Goal 1: In the records, update the lines starting at the one containing "# give the mask of every instance of the lobster eye" and ending at the end of the records, replacing each "lobster" with "crayfish" and leaving everything else unchanged. Return only those lines.

Passage:
▼▼▼
Spark Machine Learning Example with Scala

Spark Machine Learning Example

In this Apache Spark Machine Learning example, Spark MLlib is introduced and Scala source code analyzed.  This post and accompanying screencast videos demonstrate a custom Spark MLlib Spark driver application.  Then, the Spark MLLib Scala source code is examined.  Many topics are shown and explained, but first, let’s describe a few machine learning concepts.

Machine Learning Key Concepts

What is machine learning?

Machine learning is creating and using models that are learned from data.  You might also hear machine learning referred to as predictive modeling or data mining.  

What are three examples of machine learning?

  • spam prediction
  • fraudulent credit card transaction prediction
  • a product or advertisement recommendation engine

There are two types of machine learning models: supervised and unsupervised.  Supervised models contain a set of data labeled with correct answers while unsupervised does not contain labeling.

Examples of Supervised machine learning models

  • k-nearest neighbors: predict how a person might vote if you know how their neighbors are voting
  • naive bayes: determine if an incoming email is spam
  • linear regression: try to determine if two variables are correlated
  • decision trees: use a structure to represent a number of possible decision paths and an outcome for each path

Examples of Unsupervised machine learning models

  • clustering – works with unlabeled data and attempts to “cluster” it.  For example, a data set showing where millionaires live has clusters in places like Beverly Hills and Manhattan
  • Latent Dirichlet Analysis (LDA) – natural language processing commonly used to identify common topics in text or a set of documents
  • neural networks: handwriting recognition and face image detection

When building models used to make predictions, we often train a model based on an existing data set.  The model may be re-trained as more and more training data set becomes available. For example, we would re-train a recommendation engine based on collaborative filtering as we learned more about the events which led to product sales or targeted engagement metrics.

Apache Spark Machine Learning Example

Let’s show a demo of an Apache Spark machine learning program.  In the following demo, we begin by training the k-means clustering model and then use this trained model to predict the language of an incoming text stream from Slack.

This example is built upon a previous Apache Spark Streaming tutorial which streams data from a Slack team site.  See Resources section below for links.
▲▲▲
Given entries:
▼▼▼
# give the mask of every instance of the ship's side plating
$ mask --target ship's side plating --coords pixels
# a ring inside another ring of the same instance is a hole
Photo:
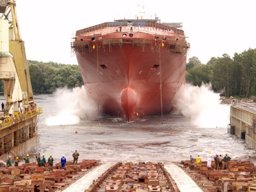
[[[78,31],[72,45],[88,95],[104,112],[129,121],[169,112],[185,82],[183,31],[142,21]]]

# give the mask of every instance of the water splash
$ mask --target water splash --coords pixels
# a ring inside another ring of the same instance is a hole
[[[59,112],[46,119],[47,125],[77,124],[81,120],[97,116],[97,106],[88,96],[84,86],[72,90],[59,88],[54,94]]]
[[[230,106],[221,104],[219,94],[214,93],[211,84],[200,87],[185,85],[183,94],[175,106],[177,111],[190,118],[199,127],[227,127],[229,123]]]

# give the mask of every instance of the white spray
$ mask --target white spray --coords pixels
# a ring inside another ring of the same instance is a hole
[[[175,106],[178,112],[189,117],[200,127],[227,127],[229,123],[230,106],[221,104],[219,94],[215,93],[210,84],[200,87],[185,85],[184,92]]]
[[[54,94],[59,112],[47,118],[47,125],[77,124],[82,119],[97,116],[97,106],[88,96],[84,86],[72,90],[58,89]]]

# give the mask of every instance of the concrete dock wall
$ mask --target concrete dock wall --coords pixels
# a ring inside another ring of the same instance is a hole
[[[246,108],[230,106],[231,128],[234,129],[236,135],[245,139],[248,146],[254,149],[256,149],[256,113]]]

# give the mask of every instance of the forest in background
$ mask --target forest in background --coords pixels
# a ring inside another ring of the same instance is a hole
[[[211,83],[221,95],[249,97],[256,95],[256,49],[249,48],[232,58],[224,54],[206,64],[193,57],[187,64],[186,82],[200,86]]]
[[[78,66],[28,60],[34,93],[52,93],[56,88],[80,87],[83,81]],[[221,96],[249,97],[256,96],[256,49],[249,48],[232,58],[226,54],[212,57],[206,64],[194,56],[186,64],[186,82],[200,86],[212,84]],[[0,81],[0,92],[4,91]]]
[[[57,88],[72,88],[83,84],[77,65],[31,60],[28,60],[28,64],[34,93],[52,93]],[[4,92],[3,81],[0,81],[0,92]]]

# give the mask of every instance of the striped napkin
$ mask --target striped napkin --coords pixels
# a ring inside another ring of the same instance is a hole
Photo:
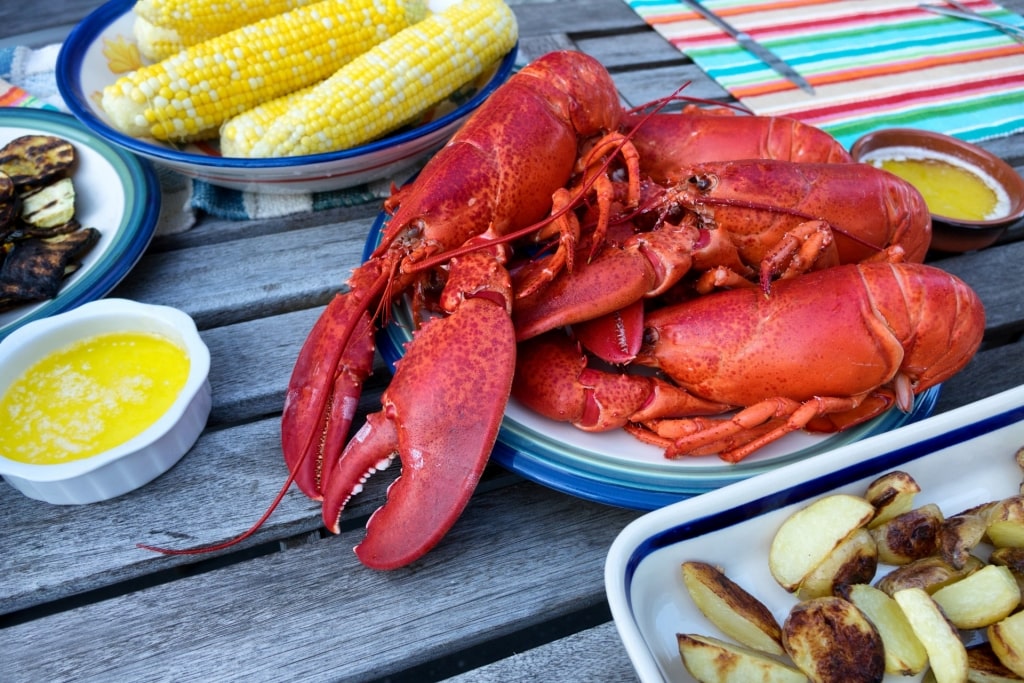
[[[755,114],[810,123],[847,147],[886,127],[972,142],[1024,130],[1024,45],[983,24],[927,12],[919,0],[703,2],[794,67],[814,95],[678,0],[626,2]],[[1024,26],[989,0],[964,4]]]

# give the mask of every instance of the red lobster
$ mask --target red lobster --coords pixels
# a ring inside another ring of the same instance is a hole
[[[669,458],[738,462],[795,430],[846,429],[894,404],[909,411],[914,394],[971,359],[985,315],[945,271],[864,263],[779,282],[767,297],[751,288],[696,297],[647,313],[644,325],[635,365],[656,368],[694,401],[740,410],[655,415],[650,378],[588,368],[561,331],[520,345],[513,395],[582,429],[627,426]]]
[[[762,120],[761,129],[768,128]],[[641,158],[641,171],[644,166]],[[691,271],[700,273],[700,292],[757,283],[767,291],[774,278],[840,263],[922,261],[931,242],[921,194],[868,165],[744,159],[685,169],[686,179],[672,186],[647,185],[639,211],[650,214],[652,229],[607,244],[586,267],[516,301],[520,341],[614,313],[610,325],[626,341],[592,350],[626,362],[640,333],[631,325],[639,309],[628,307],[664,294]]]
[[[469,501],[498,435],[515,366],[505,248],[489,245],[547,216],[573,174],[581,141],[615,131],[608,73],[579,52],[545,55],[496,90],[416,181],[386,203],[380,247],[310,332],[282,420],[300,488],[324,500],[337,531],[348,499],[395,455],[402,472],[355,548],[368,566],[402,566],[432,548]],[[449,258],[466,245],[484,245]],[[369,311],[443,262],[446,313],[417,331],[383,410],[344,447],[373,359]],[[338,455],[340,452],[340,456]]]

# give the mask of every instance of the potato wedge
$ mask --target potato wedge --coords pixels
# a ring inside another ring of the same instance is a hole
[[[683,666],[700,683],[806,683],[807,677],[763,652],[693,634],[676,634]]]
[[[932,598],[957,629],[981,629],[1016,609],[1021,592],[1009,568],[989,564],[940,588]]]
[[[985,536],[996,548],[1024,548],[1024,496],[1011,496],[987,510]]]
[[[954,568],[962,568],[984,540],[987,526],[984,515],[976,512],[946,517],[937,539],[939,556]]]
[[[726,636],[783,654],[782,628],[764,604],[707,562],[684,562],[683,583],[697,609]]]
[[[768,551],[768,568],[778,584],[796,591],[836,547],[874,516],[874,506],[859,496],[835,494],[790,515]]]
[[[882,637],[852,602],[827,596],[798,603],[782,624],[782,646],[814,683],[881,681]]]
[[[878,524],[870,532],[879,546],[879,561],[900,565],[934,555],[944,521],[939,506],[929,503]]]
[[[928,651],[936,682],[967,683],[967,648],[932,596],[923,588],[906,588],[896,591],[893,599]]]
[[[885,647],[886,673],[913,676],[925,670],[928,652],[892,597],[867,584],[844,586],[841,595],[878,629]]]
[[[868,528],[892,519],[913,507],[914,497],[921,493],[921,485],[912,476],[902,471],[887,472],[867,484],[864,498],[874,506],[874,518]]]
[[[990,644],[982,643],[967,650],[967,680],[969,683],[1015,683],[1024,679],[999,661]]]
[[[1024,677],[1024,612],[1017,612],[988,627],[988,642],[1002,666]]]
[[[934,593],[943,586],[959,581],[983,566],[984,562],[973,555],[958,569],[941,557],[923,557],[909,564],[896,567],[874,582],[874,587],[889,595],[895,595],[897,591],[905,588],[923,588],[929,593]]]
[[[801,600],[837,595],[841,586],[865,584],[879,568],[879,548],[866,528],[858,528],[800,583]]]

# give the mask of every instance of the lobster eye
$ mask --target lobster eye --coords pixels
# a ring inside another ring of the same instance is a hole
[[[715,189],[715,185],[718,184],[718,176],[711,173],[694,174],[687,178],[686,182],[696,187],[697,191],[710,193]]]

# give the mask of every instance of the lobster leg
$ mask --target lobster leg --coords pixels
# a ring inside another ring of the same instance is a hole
▲▲▲
Goal 2:
Answer these questions about the Spark machine learning text:
(a) What two other terms for machine learning does it mention?
(b) Which model is listed for determining if an incoming email is spam?
(c) In the demo, what does the trained k-means clustering model predict?

Full answer 1:
# give the mask of every instance of the crayfish eye
$ mask --target crayfish eye --coords pixels
# a ring inside another ring of the same instance is a hole
[[[715,189],[715,185],[718,184],[718,176],[711,173],[694,174],[687,178],[686,182],[696,187],[697,191],[710,193]]]

# give the mask of every instance of the crayfish leg
$ mask --target crayfish leg --coords pixels
# a ring inside another ring of the same instance is a hole

Full answer 2:
(a) Predictive modeling and data mining.
(b) Naive bayes.
(c) The language of an incoming text stream from Slack.